> [Texte fourni]:

Quant au rural profond et souvent sublime (Barcus, Arette, Bedous, Tournay) il n’a souvent même plus les yeux pour pleurer (sans bureau postal, sans supérette, sans collège, sans boîte de nuit) même s’il attire une population parfois argentée souvent venue de nord de l’ Europe souvent âgée qui reprend le bâti et les terrains adjacents. Une population qui se mêle plus ou moins aux Espagnols et aux Portugais, ces latins presque Occitans venus d’outre Pyrénées (tras los montes) et heureusement à la population historique encore très majoritaire autour des très forts marqueurs culturels qu’ils soient, dans les circonstances de l’espèce,  Occitans Basques, Toys ou Béarnais.

Une misère certaine est plus présente dans le cœur des villes (le quartier Carnot à Pau celui de la gare à Bordeaux) que dans les zones ultra périphériques du Béarn non palois ou celui du pays basque intérieur (notamment de la Soule).

> [Informations extraites]:
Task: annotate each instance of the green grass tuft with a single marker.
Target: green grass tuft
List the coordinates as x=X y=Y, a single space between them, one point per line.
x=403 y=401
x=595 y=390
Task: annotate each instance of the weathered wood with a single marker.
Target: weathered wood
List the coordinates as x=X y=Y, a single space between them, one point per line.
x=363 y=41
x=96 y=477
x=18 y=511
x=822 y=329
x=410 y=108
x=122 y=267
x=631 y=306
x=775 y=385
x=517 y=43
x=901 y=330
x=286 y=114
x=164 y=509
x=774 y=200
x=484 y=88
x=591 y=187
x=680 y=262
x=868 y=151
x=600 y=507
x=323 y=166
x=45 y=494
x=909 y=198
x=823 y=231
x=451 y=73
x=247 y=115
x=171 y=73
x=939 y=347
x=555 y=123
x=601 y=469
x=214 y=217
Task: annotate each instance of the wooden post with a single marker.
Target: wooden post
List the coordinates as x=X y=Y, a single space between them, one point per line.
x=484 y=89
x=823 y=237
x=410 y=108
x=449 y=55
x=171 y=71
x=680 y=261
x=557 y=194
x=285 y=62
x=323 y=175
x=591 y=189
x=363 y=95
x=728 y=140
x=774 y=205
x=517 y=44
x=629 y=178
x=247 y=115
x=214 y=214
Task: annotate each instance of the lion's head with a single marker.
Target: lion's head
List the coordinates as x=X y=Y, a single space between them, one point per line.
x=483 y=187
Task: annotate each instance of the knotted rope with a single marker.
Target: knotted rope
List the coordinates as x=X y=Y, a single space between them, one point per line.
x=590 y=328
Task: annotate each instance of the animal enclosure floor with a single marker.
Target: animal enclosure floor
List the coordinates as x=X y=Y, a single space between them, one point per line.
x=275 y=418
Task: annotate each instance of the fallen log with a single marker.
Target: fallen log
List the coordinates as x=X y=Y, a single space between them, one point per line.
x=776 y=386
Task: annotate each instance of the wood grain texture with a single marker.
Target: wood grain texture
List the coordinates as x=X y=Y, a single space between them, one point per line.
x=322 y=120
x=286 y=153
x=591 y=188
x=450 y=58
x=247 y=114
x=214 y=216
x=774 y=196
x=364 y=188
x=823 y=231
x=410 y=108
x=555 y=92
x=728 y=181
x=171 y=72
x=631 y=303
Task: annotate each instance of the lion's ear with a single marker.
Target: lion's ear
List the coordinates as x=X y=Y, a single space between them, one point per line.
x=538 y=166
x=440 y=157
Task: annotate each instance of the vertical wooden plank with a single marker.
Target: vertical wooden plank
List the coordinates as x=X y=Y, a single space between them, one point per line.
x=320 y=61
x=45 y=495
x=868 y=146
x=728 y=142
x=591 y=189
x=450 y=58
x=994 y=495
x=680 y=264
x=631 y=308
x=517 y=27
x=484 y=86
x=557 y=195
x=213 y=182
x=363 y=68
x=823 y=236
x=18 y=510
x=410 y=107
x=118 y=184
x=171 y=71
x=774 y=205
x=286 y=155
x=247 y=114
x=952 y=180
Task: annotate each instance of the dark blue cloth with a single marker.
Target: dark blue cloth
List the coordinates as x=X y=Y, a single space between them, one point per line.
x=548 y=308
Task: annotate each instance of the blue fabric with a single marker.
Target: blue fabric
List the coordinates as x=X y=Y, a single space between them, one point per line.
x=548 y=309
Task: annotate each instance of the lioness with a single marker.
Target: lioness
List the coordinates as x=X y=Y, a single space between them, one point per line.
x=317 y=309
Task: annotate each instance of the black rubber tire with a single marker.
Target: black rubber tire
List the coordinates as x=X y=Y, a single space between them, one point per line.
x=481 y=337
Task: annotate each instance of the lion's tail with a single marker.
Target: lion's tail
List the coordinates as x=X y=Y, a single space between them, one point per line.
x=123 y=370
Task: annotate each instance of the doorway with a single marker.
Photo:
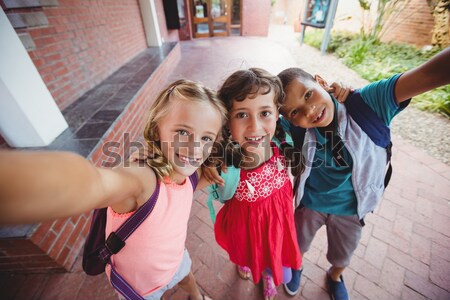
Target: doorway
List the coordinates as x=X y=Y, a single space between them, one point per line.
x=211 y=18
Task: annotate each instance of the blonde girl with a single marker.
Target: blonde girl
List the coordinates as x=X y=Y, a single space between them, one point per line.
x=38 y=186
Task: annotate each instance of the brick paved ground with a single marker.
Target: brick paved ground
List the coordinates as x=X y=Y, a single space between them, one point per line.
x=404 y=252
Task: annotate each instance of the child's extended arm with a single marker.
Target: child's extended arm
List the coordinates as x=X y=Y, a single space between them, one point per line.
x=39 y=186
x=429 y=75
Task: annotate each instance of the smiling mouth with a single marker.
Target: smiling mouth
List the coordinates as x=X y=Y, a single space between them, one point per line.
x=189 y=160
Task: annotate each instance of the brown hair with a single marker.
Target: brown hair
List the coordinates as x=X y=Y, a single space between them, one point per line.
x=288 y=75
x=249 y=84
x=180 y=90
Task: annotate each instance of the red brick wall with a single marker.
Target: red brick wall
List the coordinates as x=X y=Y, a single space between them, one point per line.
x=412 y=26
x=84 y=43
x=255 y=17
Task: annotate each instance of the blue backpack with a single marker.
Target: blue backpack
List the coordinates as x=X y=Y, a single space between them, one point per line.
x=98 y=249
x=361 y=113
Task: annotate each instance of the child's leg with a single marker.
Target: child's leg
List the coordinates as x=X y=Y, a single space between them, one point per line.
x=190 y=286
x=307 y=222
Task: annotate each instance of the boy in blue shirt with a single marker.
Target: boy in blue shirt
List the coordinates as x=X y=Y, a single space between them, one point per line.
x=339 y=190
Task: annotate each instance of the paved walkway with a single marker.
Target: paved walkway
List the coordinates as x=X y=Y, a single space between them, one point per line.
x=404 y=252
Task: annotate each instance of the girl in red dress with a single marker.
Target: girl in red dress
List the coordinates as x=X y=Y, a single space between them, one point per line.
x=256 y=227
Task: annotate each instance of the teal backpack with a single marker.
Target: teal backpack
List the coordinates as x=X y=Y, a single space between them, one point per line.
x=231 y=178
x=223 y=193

> [Consignes des tâches]:
1. Selon le texte fourni, quels quartiers urbains sont cités comme exemples d'une misère plus présente dans le cœur des villes ?
2. Recopiez le passage du texte fourni qui va de « Une misère certaine » à « de la Soule). ».

> [Résultats par tâche]:
1. Le quartier Carnot à Pau et celui de la gare à Bordeaux.

2.
Une misère certaine est plus présente dans le cœur des villes (le quartier Carnot à Pau celui de la gare à Bordeaux) que dans les zones ultra périphériques du Béarn non palois ou celui du pays basque intérieur (notamment de la Soule).